Each entry that appears below should be restated word for word.

====== Material for this exercise ======

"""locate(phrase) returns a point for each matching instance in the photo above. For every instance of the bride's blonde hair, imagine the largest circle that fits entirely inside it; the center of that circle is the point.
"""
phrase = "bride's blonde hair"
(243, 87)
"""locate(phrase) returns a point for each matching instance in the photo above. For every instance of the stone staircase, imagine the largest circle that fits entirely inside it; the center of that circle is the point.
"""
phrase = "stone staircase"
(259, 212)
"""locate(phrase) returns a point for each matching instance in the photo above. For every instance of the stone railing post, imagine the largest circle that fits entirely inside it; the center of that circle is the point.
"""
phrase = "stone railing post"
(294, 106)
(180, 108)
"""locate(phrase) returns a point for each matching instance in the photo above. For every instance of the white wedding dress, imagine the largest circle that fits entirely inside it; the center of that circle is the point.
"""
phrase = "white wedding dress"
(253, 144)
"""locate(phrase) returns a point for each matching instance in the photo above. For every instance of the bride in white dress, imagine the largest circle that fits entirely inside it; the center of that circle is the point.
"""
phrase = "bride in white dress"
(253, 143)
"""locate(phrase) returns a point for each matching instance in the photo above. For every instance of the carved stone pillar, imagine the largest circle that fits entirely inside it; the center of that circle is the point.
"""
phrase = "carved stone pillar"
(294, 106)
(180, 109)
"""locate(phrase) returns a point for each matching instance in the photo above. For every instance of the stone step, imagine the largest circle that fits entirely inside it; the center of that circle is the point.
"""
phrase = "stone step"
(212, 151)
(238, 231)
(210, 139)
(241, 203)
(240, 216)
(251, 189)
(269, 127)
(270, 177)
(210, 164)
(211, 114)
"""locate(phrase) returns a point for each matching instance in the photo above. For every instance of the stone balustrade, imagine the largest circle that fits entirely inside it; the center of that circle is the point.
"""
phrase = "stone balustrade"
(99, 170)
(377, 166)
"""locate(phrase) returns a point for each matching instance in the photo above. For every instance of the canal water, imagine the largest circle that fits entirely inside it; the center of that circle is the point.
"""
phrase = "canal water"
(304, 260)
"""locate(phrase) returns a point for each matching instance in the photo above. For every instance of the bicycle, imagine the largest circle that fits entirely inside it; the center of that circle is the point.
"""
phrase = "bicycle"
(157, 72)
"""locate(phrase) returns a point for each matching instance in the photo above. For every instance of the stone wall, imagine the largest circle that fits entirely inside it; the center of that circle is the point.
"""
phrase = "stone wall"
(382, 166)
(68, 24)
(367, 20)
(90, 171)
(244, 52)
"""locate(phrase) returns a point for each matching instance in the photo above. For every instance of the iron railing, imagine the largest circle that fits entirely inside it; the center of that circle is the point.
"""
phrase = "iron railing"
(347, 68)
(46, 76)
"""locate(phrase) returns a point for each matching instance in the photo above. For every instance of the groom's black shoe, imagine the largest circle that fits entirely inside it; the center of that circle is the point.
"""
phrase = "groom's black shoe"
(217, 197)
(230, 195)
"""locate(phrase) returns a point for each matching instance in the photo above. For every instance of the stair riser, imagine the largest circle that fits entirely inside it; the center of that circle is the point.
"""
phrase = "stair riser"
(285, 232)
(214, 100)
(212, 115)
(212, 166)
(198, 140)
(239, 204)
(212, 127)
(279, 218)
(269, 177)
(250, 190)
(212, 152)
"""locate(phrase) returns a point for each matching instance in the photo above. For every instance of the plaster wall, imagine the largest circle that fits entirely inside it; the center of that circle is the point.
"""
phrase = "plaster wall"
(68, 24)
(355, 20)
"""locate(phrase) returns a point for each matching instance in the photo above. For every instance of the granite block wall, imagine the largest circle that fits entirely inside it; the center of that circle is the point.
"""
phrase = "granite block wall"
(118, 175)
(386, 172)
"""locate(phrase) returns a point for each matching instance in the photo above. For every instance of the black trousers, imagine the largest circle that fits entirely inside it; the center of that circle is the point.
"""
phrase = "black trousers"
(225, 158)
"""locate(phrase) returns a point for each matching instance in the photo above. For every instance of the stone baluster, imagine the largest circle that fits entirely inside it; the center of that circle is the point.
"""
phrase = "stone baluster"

======

■ Result of this exercise ■
"""locate(phrase) returns a point for each matching instance in the photo above. For every instance of the bride's blonde hair, imagine the largest circle that fits entirely inside it; the center of that circle is the point.
"""
phrase = "bride's blonde hair"
(243, 87)
"""locate(phrase) returns a point for each matching instance in the photo above. For every instance of the stone staircase, imagine the largest circle that fits entirely inside it; the center of that circle is the point.
"""
phrase = "stone staircase"
(259, 212)
"""locate(phrase) returns a point for each matching instance in the photo above. For every instance of the stone railing post, imagine the largest circle that fits entirely inside it; the center of that circle is the point.
"""
phrase = "stone railing post"
(294, 106)
(180, 108)
"""locate(phrase) returns a point for each matching instance in the photo above. For every instance of the white wedding dress, imagine the largest circle that fits entirely inside it; the center of that circle is the point.
"""
phrase = "white wedding dress"
(253, 144)
"""locate(phrase) returns a point for each matching instance in the photo above. For every instance of the bride in white dress, imagine the largest circle that fits entirely inside it; the center of that circle is the point.
"""
phrase = "bride in white dress"
(253, 143)
"""locate(phrase) returns a point for each matching instance in the photo above. For every instance of the carved stone pillar, imagine the largest circle that fits entirely inside it; the center of that circle is the point.
"""
phrase = "carved stone pillar"
(294, 106)
(180, 109)
"""locate(phrase) returns a point for each matching instance in the photo above. For every instance of the stone step, imagine the largest circle that fits entirely inside it; the center of that circle is the point.
"""
phrase = "stone step"
(212, 151)
(238, 231)
(210, 139)
(241, 203)
(240, 216)
(251, 189)
(269, 127)
(270, 177)
(210, 164)
(211, 114)
"""locate(phrase) returns a point for each matching instance in the photo above. For every instance of the stone balustrade, imagine the largest circle that fits entirely inside it; the center of that circle is the point.
"""
phrase = "stone balustrade"
(99, 170)
(377, 166)
"""locate(phrase) returns a point for each matching instance in the photo above. For every instance of the canal water, imagine the largest circle that fits entirely inside it; the center of that circle is the point.
"""
phrase = "canal water"
(304, 260)
"""locate(phrase) returns a point for each matching instance in the photo above. For every instance of the bicycle, imagine the largest circle that fits entirely inside it; the center of that circle is the point.
"""
phrase = "bicycle"
(157, 72)
"""locate(phrase) returns a point for each matching instance in the photo above. For every instance of the stone wall, imagine the largest circle that fits entirely inside it; the center of that circle is the point.
"""
phrase = "stone wall"
(382, 166)
(68, 24)
(367, 20)
(90, 171)
(244, 52)
"""locate(phrase) returns a point for each matching instance in the photo above. For every instance of the iron railing, imagine the largest circle that fits entirely inside it; the center of that circle is the point.
"""
phrase = "iron railing"
(347, 68)
(46, 76)
"""locate(phrase) returns a point for each matching instance in the photo above. For every instance of the groom's black shoe, imagine the largest circle that fits entirely inside it; the center of that circle is the point.
"""
phrase = "groom's black shoe"
(217, 197)
(230, 195)
"""locate(phrase) returns a point for each matching instance in the photo above. For every instance of the stair riser, imagine the largest circle that fits entirely inside it; the center of that circle is the point.
"""
phrase = "stair riser"
(285, 232)
(214, 100)
(212, 115)
(212, 166)
(198, 140)
(239, 204)
(212, 127)
(279, 218)
(269, 177)
(250, 190)
(212, 152)
"""locate(phrase) returns a point for each matching instance in the photo above. For every instance of the plaster wall, imagine the largest circle that fits entirely inside it; the center of that circle is the point.
"""
phrase = "plaster wall"
(68, 24)
(355, 20)
"""locate(phrase) returns a point for each matching instance in the photo above. For every instance of the granite block wall, imagine the largest circle that fits entirely inside it; the center of that circle is the point.
"""
phrase = "granite block wall"
(118, 175)
(386, 172)
"""locate(phrase) returns a point for each matching instance in the photo above. For every instance of the black trousers, imagine the largest circle that fits entirely inside it; the center of that circle is the point.
"""
phrase = "black trousers"
(225, 158)
"""locate(phrase) returns a point for each matching instance in the photo above. For every instance of the stone baluster, imagine the largest circle that fits entirely inside it; the center of that circle is the point.
"""
phrase = "stone baluster"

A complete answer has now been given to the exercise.